• Problem to solve
Copy the lines below from the one that has "Study the scene above and determine whether any rabbit fur" through the one that has "xmin=45 ymin=55 xmax=119 ymax=124", swapping "rabbit fur" for "bunny fur" and leaving everything else as it is. Give only those lines.
##############################
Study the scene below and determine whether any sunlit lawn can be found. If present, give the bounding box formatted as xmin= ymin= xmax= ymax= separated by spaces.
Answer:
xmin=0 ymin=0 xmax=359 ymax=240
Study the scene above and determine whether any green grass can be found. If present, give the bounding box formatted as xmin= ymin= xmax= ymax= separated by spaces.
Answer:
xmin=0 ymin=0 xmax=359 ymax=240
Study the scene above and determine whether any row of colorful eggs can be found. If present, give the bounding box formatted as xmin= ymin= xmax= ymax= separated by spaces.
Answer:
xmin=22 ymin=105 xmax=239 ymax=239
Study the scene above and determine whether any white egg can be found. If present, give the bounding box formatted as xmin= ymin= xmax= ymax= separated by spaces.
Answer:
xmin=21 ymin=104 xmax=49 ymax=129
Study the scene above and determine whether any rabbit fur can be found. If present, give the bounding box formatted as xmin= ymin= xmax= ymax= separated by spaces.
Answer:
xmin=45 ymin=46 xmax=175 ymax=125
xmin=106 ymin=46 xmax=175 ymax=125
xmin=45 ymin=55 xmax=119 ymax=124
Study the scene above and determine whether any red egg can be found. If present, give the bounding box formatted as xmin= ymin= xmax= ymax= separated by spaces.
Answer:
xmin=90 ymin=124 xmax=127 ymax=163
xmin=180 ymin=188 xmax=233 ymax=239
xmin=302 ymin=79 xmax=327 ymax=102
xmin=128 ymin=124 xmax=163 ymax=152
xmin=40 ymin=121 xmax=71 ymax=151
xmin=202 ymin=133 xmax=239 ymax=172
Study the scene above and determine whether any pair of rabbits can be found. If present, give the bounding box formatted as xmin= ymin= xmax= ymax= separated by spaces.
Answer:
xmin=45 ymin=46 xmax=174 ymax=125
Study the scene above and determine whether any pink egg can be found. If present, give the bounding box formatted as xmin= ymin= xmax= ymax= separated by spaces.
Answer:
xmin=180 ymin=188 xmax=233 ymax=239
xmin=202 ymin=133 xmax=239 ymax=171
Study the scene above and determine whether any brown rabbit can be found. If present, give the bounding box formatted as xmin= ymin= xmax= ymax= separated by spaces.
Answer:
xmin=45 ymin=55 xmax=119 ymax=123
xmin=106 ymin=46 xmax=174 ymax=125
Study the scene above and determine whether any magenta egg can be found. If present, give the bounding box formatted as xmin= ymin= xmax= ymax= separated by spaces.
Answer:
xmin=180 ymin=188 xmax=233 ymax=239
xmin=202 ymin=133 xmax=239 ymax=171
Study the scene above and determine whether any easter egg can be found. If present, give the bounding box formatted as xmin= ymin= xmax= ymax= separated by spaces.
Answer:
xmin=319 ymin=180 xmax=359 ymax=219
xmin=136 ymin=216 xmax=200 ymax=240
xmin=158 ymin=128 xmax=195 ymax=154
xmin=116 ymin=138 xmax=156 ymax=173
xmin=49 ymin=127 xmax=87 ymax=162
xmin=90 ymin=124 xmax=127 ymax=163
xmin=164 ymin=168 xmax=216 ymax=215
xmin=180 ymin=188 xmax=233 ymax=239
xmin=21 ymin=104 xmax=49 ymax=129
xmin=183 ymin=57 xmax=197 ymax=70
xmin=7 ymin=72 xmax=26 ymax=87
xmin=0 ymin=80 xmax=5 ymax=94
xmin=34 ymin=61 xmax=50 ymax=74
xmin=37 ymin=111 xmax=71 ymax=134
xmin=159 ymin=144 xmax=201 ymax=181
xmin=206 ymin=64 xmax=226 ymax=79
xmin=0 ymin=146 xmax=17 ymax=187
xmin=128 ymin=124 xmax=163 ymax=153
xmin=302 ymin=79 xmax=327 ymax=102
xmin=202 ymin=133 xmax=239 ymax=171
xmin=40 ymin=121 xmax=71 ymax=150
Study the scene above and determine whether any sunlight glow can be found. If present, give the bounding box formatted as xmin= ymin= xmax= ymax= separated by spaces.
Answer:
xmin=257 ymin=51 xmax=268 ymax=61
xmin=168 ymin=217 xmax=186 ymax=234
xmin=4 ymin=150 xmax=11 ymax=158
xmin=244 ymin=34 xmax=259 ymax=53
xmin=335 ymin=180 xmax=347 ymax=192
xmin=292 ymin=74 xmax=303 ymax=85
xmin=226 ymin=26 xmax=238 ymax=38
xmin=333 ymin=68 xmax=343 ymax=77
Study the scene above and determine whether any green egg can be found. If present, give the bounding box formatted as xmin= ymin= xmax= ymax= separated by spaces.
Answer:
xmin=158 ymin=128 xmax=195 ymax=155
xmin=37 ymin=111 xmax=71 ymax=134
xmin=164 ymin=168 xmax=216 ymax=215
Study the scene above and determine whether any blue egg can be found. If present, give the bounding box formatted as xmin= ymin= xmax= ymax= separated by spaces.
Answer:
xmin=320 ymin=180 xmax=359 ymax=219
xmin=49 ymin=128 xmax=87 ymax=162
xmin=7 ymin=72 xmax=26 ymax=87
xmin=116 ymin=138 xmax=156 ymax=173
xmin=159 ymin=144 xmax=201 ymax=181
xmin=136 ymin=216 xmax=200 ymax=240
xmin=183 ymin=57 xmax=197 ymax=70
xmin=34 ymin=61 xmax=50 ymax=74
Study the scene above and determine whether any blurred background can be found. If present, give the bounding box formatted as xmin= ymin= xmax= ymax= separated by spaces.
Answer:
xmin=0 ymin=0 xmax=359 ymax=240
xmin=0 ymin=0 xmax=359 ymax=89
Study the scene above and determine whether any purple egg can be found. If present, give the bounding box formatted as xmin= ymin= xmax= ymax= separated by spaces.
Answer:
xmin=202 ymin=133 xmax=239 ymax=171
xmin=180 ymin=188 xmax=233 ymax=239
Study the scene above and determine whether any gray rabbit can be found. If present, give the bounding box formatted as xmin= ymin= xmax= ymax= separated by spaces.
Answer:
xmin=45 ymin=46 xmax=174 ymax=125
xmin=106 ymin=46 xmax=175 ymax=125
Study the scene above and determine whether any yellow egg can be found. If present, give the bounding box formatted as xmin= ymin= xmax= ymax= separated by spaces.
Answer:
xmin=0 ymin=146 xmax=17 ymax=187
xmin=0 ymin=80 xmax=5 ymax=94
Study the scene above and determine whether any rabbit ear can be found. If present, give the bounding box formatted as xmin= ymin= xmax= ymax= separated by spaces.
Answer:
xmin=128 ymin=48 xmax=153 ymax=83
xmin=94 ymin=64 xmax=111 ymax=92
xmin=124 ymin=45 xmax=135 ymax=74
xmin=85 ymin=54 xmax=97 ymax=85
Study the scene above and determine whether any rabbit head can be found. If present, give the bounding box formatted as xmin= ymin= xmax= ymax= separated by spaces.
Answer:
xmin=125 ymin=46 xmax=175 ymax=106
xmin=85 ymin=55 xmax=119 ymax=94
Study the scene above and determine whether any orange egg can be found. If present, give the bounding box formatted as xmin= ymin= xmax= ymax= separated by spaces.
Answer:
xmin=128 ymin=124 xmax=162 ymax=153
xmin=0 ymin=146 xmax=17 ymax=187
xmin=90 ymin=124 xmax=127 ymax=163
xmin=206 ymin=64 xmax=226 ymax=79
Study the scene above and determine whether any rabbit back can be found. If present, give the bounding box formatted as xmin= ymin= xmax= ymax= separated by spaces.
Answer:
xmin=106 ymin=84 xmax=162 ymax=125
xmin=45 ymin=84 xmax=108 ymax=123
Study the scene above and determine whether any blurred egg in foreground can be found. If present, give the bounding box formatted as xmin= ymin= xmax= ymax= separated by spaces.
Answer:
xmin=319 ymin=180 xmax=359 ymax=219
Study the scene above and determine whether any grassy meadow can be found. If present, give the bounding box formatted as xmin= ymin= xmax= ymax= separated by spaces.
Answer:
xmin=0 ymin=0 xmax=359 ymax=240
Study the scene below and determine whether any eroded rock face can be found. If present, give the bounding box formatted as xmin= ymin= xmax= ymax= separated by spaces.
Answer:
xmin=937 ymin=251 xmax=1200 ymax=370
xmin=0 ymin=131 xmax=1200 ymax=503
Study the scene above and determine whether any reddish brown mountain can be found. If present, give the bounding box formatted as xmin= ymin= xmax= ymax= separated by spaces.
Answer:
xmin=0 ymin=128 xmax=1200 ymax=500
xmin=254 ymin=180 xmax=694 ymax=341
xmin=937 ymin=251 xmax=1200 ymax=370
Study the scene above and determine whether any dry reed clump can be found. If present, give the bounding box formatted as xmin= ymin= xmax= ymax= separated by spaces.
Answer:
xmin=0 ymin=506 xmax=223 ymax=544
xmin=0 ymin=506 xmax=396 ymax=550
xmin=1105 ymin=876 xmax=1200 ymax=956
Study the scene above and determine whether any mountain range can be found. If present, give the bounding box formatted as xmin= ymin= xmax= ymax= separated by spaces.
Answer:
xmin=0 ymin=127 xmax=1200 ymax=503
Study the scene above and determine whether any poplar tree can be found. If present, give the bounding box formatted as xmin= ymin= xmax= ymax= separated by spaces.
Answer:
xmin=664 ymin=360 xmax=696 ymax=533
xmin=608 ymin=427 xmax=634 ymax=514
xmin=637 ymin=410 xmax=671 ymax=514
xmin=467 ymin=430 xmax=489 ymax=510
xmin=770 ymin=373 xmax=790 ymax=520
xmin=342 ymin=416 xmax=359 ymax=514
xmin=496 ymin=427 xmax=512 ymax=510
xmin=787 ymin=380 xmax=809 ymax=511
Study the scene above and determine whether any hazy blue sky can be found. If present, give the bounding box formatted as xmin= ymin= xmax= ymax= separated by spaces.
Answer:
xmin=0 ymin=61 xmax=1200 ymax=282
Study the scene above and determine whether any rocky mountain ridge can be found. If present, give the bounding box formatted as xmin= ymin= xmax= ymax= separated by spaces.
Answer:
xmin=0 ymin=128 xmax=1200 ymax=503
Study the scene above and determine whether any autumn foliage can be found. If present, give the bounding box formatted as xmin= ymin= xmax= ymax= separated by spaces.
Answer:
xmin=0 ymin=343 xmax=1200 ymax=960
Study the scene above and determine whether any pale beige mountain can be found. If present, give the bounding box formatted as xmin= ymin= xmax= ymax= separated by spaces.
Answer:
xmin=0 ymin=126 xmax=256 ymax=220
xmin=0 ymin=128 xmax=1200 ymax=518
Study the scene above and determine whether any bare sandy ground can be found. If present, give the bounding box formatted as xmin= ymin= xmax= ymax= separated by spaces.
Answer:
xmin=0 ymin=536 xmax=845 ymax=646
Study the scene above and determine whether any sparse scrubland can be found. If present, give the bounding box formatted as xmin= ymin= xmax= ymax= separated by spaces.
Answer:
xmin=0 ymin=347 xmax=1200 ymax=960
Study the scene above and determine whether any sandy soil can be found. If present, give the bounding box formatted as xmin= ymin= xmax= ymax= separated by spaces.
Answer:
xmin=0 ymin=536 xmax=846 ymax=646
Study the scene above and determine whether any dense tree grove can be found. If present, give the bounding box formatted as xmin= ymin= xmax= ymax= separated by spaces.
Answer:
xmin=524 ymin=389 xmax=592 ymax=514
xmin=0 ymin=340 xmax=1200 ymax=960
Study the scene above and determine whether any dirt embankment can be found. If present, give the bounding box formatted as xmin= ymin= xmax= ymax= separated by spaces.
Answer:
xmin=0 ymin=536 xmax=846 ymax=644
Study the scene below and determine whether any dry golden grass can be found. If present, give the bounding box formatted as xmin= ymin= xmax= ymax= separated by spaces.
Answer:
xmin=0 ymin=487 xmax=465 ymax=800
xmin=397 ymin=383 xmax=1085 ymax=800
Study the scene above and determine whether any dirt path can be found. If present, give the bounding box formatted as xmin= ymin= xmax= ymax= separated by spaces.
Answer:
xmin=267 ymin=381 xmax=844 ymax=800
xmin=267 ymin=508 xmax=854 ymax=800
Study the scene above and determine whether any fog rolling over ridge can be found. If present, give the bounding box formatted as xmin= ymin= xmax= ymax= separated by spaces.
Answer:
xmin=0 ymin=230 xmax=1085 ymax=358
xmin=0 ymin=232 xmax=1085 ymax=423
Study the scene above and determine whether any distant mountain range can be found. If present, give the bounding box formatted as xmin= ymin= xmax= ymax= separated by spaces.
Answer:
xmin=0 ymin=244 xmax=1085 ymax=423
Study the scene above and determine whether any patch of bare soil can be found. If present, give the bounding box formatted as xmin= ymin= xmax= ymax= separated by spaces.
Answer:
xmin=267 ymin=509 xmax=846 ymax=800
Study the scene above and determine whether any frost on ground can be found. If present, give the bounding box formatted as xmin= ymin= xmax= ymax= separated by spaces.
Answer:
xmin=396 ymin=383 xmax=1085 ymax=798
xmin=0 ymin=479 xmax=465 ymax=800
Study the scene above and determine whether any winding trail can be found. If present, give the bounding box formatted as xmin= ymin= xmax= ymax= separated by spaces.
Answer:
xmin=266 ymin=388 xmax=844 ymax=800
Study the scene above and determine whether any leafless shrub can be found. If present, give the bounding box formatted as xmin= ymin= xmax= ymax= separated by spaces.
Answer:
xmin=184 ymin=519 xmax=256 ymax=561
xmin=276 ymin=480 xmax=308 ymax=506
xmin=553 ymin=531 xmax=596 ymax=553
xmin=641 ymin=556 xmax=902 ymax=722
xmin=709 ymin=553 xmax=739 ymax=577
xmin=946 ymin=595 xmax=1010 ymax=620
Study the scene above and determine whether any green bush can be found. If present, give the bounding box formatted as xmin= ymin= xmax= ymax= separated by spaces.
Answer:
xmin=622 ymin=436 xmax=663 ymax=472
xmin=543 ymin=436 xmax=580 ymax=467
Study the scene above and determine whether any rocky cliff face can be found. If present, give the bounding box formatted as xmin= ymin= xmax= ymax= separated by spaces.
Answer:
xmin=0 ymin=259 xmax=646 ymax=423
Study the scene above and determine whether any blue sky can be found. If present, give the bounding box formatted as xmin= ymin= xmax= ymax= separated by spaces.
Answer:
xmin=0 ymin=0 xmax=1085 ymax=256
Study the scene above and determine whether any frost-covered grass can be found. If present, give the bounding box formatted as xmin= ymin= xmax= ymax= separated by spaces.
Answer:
##############################
• The output
Study the scene above and determine whether any bunny fur can be found. If present, give the bounding box formatted as xmin= ymin= xmax= ymax= separated by spaces.
Answer:
xmin=45 ymin=46 xmax=175 ymax=125
xmin=106 ymin=46 xmax=175 ymax=125
xmin=45 ymin=55 xmax=119 ymax=124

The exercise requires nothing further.